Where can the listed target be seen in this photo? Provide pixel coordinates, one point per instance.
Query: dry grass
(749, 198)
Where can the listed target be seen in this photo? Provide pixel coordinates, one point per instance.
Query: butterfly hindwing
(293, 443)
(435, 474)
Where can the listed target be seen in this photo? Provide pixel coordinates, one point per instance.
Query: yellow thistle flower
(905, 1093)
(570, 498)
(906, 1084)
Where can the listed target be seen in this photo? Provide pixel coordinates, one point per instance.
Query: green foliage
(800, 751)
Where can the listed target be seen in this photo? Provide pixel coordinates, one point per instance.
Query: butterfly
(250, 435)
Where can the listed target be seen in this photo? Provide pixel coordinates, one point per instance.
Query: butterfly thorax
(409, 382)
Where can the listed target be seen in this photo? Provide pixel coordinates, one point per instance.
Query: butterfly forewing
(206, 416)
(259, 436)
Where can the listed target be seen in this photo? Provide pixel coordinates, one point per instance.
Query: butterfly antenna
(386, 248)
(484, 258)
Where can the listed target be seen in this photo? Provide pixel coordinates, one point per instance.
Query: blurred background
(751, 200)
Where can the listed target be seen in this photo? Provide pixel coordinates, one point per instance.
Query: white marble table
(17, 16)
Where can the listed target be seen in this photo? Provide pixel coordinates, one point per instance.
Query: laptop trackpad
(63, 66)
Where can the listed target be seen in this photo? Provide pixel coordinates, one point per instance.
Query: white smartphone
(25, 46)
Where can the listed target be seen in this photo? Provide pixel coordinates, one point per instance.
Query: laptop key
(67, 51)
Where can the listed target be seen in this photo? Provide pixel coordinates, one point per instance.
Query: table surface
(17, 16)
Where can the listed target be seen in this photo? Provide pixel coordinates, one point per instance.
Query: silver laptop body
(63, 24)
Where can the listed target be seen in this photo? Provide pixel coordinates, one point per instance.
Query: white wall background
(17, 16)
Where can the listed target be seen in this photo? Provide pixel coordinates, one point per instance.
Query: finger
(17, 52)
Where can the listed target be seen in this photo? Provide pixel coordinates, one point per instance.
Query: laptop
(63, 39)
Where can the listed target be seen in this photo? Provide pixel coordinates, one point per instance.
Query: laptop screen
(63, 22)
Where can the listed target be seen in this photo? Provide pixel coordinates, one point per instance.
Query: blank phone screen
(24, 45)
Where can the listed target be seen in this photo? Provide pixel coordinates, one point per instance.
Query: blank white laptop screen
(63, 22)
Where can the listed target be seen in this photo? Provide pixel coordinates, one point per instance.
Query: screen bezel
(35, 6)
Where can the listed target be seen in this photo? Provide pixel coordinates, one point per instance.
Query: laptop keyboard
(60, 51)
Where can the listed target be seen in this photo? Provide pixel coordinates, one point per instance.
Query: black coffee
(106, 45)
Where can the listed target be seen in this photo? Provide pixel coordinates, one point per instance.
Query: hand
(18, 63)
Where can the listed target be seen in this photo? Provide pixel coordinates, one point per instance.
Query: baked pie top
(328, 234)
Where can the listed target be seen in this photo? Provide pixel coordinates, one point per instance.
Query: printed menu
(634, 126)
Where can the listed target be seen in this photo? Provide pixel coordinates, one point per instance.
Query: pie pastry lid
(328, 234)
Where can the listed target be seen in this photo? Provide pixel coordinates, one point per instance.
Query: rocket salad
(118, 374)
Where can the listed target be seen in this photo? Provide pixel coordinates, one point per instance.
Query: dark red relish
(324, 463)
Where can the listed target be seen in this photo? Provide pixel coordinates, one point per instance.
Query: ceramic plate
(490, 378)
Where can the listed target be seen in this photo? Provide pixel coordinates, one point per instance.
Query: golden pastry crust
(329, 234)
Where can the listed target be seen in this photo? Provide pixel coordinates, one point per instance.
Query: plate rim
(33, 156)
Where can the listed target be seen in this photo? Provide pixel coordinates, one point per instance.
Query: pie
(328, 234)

——————

Task -
Reproduce each record exactly, leaving nothing out.

Your response -
Where can the listed target be seen in this photo? Provide pixel coordinates, one point per instance.
Query: dry grass
(749, 198)
Where can the listed target be seen in this photo? Provide pixel coordinates, one point per instance.
Query: butterfly hindwing
(293, 443)
(435, 474)
Where can the listed target be seen in this photo? Provide pixel coordinates, one point per instance.
Query: yellow thistle flower
(905, 1093)
(570, 498)
(906, 1084)
Where can the listed target be seen in this photo? Provide pixel coordinates, one point per instance.
Query: green foliage
(800, 751)
Where can the listed target be seen in this photo? Provide pixel coordinates, one point per instance.
Query: butterfly
(250, 435)
Where can the listed target be seen in this photo? Provide pixel coordinates, one point per instance.
Query: butterfly thorax
(409, 382)
Where can the listed target be seen in this photo? Provide pixel coordinates, one point per instance.
Query: butterfly forewing
(206, 416)
(259, 436)
Where can the listed target be seen in this photo? Provide pixel coordinates, one point per instance.
Query: butterfly antenna
(386, 248)
(484, 258)
Where can the listed target be seen in this photo? Provide pixel coordinates, one point per instance.
Query: blurred background
(751, 200)
Where can the listed target be seen in this photo? Provide pixel coordinates, one point per instance.
Query: white marble table
(17, 16)
Where can the listed target be seen in this photo? Provide pixel coordinates, one point per instance.
Query: laptop trackpad
(63, 66)
Where can the listed target be seen in this photo? Provide pixel coordinates, one point per instance.
Query: white smartphone
(25, 46)
Where can the listed target be seen in this photo? Provide pixel coordinates, one point per instance.
Query: laptop key
(67, 51)
Where can the listed target be seen in this photo? Provide pixel coordinates, one point per instance.
Query: table surface
(17, 16)
Where can the listed target be seen in this photo? Provide pixel coordinates, one point per instance.
Query: silver laptop body
(63, 24)
Where can the listed target be seen in this photo? Provide pixel coordinates, one point per instance.
Query: white wall background
(17, 16)
Where can the listed target be seen in this photo? Provide pixel coordinates, one point per instance.
Query: finger
(17, 52)
Where can the listed target be seen in this photo? Provide pixel coordinates, one point per instance.
Query: laptop
(63, 39)
Where can the listed target be seen in this photo? Provide pixel coordinates, one point per instance.
Query: laptop screen
(63, 22)
Where can the listed target be seen in this photo? Provide pixel coordinates, one point per instance.
Query: blank phone screen
(24, 45)
Where can the listed target be seen in this photo? Provide pixel coordinates, one point per instance.
Query: blank white laptop screen
(63, 22)
Where can the listed target be seen in this photo? Provide pixel coordinates, one point per instance.
Query: screen bezel
(35, 6)
Where can the listed target be seen in this photo? Provide pixel coordinates, one point per instance.
Query: laptop keyboard
(60, 51)
Where can the listed target be seen in this photo? Provide pixel coordinates, one point per instance.
Query: black coffee
(106, 45)
Where can the listed target be seen in this photo? Provide pixel coordinates, one point per instance.
Query: hand
(18, 63)
Where can the listed target be seen in this photo? Provide pixel coordinates, one point per instance.
Query: baked pie top
(328, 234)
Where can the listed target be seen in this photo? Provide pixel coordinates, one point per instance.
Query: printed menu
(634, 126)
Where can the listed target be seen in this photo? Provide pixel coordinates, one point per instance.
Query: pie pastry lid
(328, 234)
Where can the listed target be seen in this photo? Provide pixel coordinates, one point per instance.
Query: rocket salad
(118, 374)
Where can the listed target be seen in this photo? Provide pixel coordinates, one point per instance.
Query: dark red relish
(324, 463)
Where can the listed target be seen in this photo? Provide pixel coordinates, one point per instance.
Query: ceramic plate
(490, 378)
Where can the listed target be seen in this photo? Provide pixel coordinates, one point per instance.
Query: golden pastry crust
(329, 234)
Where can the listed target be seen in this photo? Provide pixel coordinates, one point per instance.
Query: plate rim
(33, 156)
Where can the listed target be seen in this photo? Provide pixel coordinates, one point per instance.
Query: pie
(328, 234)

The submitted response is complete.